What you are asked to do —
Reproduce all of the items that follow, replacing every occurrence of "a dot for each instance" with "one point per instance" and leaving everything else unchanged. Omit the pictures from your answer.

Provided entries —
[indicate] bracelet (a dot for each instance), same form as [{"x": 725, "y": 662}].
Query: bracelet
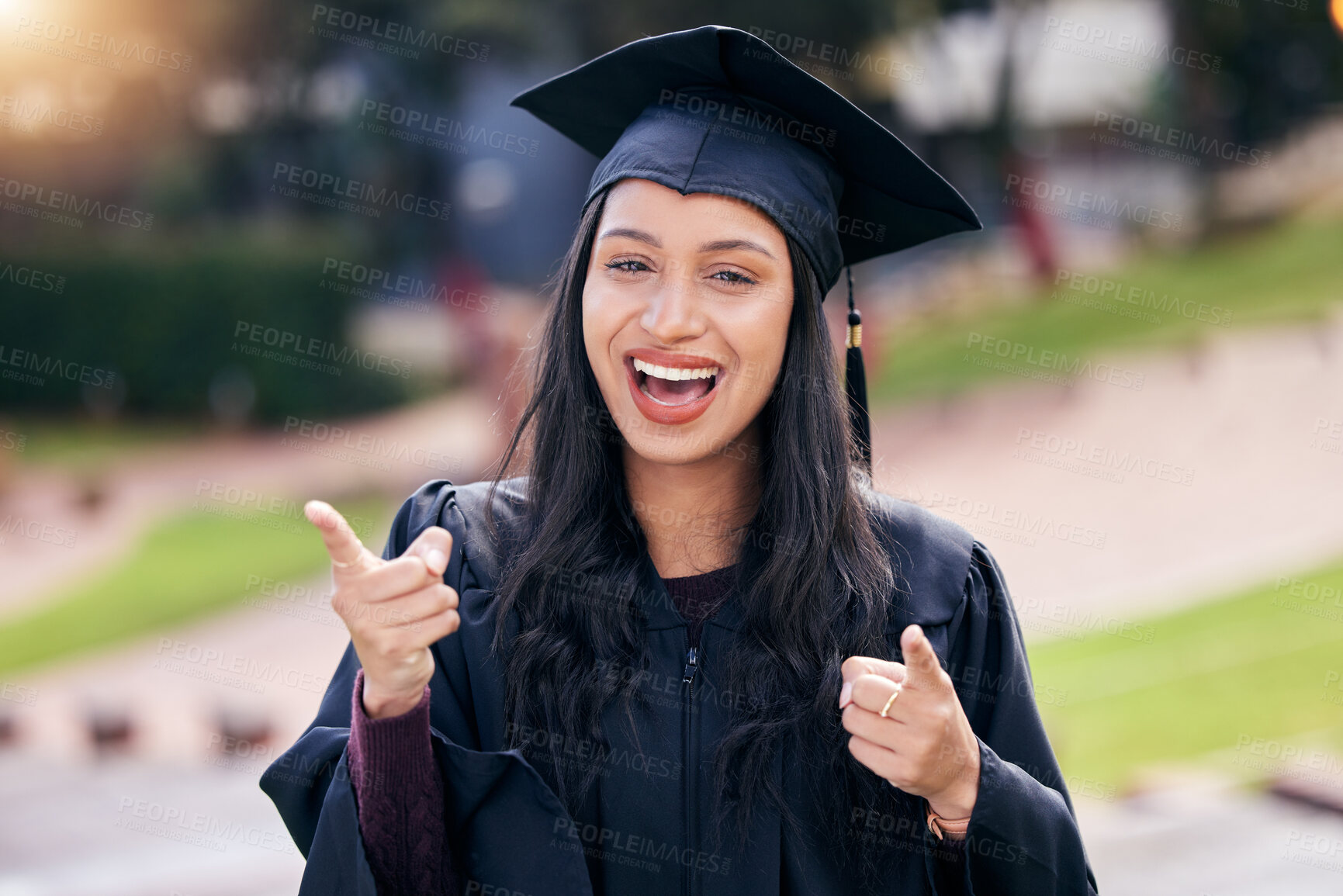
[{"x": 936, "y": 824}]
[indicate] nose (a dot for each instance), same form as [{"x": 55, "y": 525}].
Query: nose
[{"x": 673, "y": 312}]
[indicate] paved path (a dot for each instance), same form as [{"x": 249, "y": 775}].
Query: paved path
[
  {"x": 1240, "y": 418},
  {"x": 448, "y": 437}
]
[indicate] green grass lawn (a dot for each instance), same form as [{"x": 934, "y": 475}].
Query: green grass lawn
[
  {"x": 85, "y": 444},
  {"x": 1258, "y": 664},
  {"x": 1291, "y": 272},
  {"x": 183, "y": 569}
]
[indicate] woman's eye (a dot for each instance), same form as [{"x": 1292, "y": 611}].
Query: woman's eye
[{"x": 733, "y": 277}]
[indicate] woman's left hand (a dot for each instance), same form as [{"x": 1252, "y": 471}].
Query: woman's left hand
[{"x": 924, "y": 746}]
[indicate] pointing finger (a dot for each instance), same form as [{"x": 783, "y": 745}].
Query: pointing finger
[
  {"x": 919, "y": 656},
  {"x": 854, "y": 666},
  {"x": 341, "y": 543},
  {"x": 434, "y": 545}
]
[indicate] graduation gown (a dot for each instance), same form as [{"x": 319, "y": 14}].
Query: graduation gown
[{"x": 644, "y": 828}]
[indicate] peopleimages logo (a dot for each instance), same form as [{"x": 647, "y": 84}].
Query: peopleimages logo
[
  {"x": 352, "y": 195},
  {"x": 739, "y": 116}
]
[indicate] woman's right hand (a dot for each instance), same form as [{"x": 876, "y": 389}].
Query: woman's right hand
[{"x": 394, "y": 609}]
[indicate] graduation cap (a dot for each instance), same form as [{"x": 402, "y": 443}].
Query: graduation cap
[{"x": 720, "y": 110}]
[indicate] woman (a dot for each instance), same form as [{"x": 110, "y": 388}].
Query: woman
[{"x": 691, "y": 649}]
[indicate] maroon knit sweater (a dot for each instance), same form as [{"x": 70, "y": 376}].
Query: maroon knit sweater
[{"x": 402, "y": 820}]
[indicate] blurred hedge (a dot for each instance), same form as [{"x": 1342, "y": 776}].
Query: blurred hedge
[{"x": 164, "y": 321}]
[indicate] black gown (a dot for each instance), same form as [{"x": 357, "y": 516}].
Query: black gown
[{"x": 644, "y": 829}]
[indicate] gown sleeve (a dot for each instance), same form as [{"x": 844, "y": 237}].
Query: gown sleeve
[
  {"x": 1023, "y": 835},
  {"x": 500, "y": 815},
  {"x": 400, "y": 813}
]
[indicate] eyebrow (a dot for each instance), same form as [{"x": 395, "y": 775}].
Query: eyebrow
[{"x": 716, "y": 246}]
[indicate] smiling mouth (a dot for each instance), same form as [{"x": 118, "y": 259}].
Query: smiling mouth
[{"x": 673, "y": 386}]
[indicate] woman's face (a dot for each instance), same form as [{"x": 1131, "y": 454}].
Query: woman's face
[{"x": 685, "y": 317}]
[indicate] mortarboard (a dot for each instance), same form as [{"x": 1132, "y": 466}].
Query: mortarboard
[{"x": 720, "y": 110}]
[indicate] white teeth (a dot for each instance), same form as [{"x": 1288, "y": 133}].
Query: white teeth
[{"x": 674, "y": 372}]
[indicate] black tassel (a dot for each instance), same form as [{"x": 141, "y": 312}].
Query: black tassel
[{"x": 856, "y": 380}]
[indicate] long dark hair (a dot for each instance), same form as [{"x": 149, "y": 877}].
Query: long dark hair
[{"x": 813, "y": 578}]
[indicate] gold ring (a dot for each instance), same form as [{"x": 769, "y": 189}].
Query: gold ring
[{"x": 891, "y": 701}]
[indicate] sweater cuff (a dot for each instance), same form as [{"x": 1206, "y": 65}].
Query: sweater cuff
[{"x": 396, "y": 749}]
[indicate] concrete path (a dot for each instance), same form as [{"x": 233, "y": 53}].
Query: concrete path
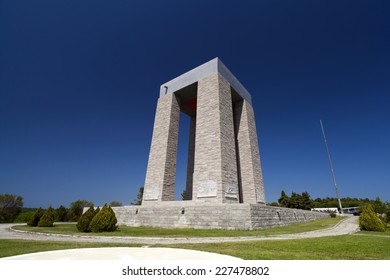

Reply —
[indicate] bracelet (one point per instance), same form as [{"x": 725, "y": 662}].
Query: bracelet
[{"x": 936, "y": 824}]
[indicate] nose (one point per instance), same form as [{"x": 55, "y": 525}].
Query: nose
[{"x": 673, "y": 312}]
[indicate] paved path (one point per instance), same form as [{"x": 249, "y": 775}].
Query: paved path
[
  {"x": 1240, "y": 418},
  {"x": 448, "y": 437}
]
[indicate] green grass lawn (one point per instance), same form as [{"x": 934, "y": 475}].
Query: green grass lawn
[
  {"x": 85, "y": 444},
  {"x": 1258, "y": 664},
  {"x": 1291, "y": 272},
  {"x": 183, "y": 569}
]
[indicate] woman's eye (one point per instance), same form as [{"x": 1292, "y": 611}].
Query: woman's eye
[{"x": 733, "y": 277}]
[indicate] woman's left hand (one point per instance), same form as [{"x": 1252, "y": 471}].
Query: woman's left hand
[{"x": 924, "y": 746}]
[indicate] pointing finger (one point per instance), same form as [{"x": 783, "y": 745}].
Query: pointing finger
[
  {"x": 919, "y": 656},
  {"x": 854, "y": 666},
  {"x": 341, "y": 543},
  {"x": 434, "y": 545}
]
[indicate] graduation gown (one point per instance), same form as [{"x": 319, "y": 14}].
Query: graduation gown
[{"x": 644, "y": 828}]
[indicate] peopleimages logo (one point per instance), same form as [{"x": 647, "y": 84}].
Query: peopleimages logo
[
  {"x": 352, "y": 195},
  {"x": 739, "y": 116}
]
[indicate] woman's right hand (one point per instance), same form as [{"x": 876, "y": 389}].
Query: woman's right hand
[{"x": 394, "y": 609}]
[indicate] graduation cap (one point per instance), same form as [{"x": 402, "y": 443}].
Query: graduation cap
[{"x": 720, "y": 110}]
[indicate] woman (one point per instance), same form as [{"x": 110, "y": 388}].
Query: woman
[{"x": 691, "y": 649}]
[indicate] maroon knit sweater (one point per instance), same form as [{"x": 70, "y": 376}].
Query: maroon knit sweater
[{"x": 402, "y": 820}]
[indicate] blurred hedge (one point per instance), same form as [{"x": 1342, "y": 776}].
Query: blurred hedge
[{"x": 164, "y": 321}]
[indicate] black gown (one point per instance), same form as [{"x": 357, "y": 516}].
Query: black gown
[{"x": 644, "y": 829}]
[indicate] gown sleeve (one point per instance), same form as [{"x": 844, "y": 237}].
Query: gown sleeve
[
  {"x": 1023, "y": 835},
  {"x": 500, "y": 815},
  {"x": 400, "y": 813}
]
[indicate] eyebrow (one point per instance), same form as [{"x": 395, "y": 775}].
Query: eyebrow
[{"x": 716, "y": 246}]
[indicate] smiling mouth (one point per instance), same form as [{"x": 118, "y": 259}].
Query: smiling mouth
[{"x": 673, "y": 386}]
[indicate] woman's face (one point per instance), same form as [{"x": 1131, "y": 454}].
Query: woman's face
[{"x": 685, "y": 317}]
[indicate] mortarboard (one point per instance), same form as [{"x": 1132, "y": 466}].
Query: mortarboard
[{"x": 720, "y": 110}]
[indicate] white teeth (one point per instance), same form as [{"x": 1288, "y": 133}].
Query: white teeth
[{"x": 674, "y": 372}]
[indicate] black tassel (one point per instance), same form as [{"x": 141, "y": 312}].
Query: black tassel
[{"x": 856, "y": 380}]
[indicate] long dark hair (one point per instance), same form as [{"x": 149, "y": 877}].
Query: long dark hair
[{"x": 813, "y": 578}]
[indicate] gold ring (one point per instance), same form as [{"x": 769, "y": 189}].
Query: gold ring
[{"x": 891, "y": 701}]
[indicate] sweater cuff (one point per instance), same form as [{"x": 1206, "y": 65}].
Query: sweater cuff
[{"x": 396, "y": 749}]
[indicate] concrete path (one point per instance), same form as [{"x": 233, "y": 53}].
Query: concrete path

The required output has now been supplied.